▸ TASK PROMPT
Repeat the listing below in full.
"""
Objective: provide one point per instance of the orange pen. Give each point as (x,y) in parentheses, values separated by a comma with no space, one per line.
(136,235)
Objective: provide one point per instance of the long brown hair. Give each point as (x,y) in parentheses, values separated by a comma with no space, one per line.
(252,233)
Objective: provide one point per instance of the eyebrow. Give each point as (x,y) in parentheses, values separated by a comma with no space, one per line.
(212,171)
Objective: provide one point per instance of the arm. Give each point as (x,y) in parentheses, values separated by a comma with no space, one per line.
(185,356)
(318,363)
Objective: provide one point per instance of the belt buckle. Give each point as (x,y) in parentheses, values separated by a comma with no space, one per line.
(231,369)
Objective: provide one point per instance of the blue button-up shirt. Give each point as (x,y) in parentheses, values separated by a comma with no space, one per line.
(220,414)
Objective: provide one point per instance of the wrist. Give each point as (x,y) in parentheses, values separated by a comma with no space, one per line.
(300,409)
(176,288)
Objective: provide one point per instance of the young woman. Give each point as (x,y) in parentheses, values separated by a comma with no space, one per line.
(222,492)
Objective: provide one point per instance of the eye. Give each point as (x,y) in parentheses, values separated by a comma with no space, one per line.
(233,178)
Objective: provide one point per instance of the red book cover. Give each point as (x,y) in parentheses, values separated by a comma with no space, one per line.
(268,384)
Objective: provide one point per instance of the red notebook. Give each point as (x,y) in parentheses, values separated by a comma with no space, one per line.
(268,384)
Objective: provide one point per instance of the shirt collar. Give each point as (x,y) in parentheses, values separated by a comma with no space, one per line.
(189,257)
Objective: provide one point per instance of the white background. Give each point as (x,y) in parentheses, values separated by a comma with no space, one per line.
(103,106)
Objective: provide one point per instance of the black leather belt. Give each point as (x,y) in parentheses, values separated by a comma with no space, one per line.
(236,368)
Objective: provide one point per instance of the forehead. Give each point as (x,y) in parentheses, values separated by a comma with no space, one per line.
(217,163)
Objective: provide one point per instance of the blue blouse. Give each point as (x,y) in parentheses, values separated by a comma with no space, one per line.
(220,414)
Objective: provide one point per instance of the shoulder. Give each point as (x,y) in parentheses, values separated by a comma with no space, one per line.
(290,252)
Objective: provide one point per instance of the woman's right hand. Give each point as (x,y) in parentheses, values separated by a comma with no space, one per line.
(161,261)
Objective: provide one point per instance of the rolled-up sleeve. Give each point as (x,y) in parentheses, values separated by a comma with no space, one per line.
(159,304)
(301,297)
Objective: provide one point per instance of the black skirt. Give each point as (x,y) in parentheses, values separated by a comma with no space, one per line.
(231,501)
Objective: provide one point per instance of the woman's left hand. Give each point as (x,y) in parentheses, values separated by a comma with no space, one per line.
"""
▸ REPLY TO THE EXERCISE
Objective: provide one point per instance of the orange pen. Give each point as (x,y) in parentheses, values separated by a comma with no space, one per line.
(136,235)
Objective: provide one point per instance of the long brown hair. Give each point as (x,y) in parentheses, values separated by a comma with no space, one per line.
(252,233)
Objective: provide one point per instance of the eyebrow. Give each point as (x,y) in parentheses, values separated by a comma with no space, one per line.
(212,171)
Objective: provide one point per instance of the arm. Give each point as (x,y) in parentheses, values separated by a comma with no space, one per line.
(185,356)
(318,363)
Objective: provide one point per instance of the belt buckle. Give each point as (x,y) in parentheses, values separated by a comma with no space, one per line.
(231,369)
Objective: provide one point per instance of the blue button-up shirt. Give each point as (x,y) in parentheses, values separated by a comma with no space, one per line.
(220,414)
Objective: provide one point per instance of the wrist. Give each point as (x,y) in parentheses, values separated by a comma with no space, one per line.
(300,409)
(176,288)
Objective: provide one point per instance of the young woman. Give each point as (x,y) in parentheses, values separated by a comma with no space, one per line.
(222,492)
Objective: provide one point per instance of the eye. Give each point as (x,y) in parentheses, values separated by a comma with no space, one per line.
(233,178)
Objective: provide one point per instance of the red book cover. Give each point as (x,y) in parentheses, values separated by a comma with no space, one per line.
(268,384)
Objective: provide one point per instance of the red notebook. Give each point as (x,y) in parentheses, values separated by a comma with no space, one per line.
(268,384)
Objective: provide one point per instance of the shirt collar. Give each point as (x,y) in parentheses, values separated by a comma with no space, one per line.
(189,257)
Objective: provide one point per instance of the white background. Give each point as (x,y) in parentheses, values separated by a comma with no space, one per line.
(103,106)
Objective: provide one point per instance of the black leather belt. Give each point as (x,y) in parentheses, values separated by a comma with no space, one per line.
(236,368)
Objective: provide one point per instance of the forehead. Give each point as (x,y) in parentheses, values separated by a comma with no space, one per line.
(217,163)
Objective: provide one point per instance of the blue blouse. Give each point as (x,y) in parentheses, values separated by a comma with no space, one per line.
(220,414)
Objective: provide one point per instance of the shoulder. Give each point as (x,y) in parentheses, values separated by a comma with no space, one per line.
(290,252)
Objective: provide one point per instance of the woman's right hand. Give each point as (x,y) in parentheses, values separated by a comma with no space, one per line.
(161,261)
Objective: provide one point per instance of the rolled-up sleeve. Give each point as (x,y) in parentheses, values separated by a comma with no space, one per line.
(159,304)
(301,297)
Objective: provide one point per instance of the black skirt. Give each point as (x,y) in parentheses, values separated by a comma with no space, one per line.
(231,501)
Objective: provide one point per instance of the woman's left hand. Give each point as (x,y) in parentheses, values separated by a comma with no space, one per line.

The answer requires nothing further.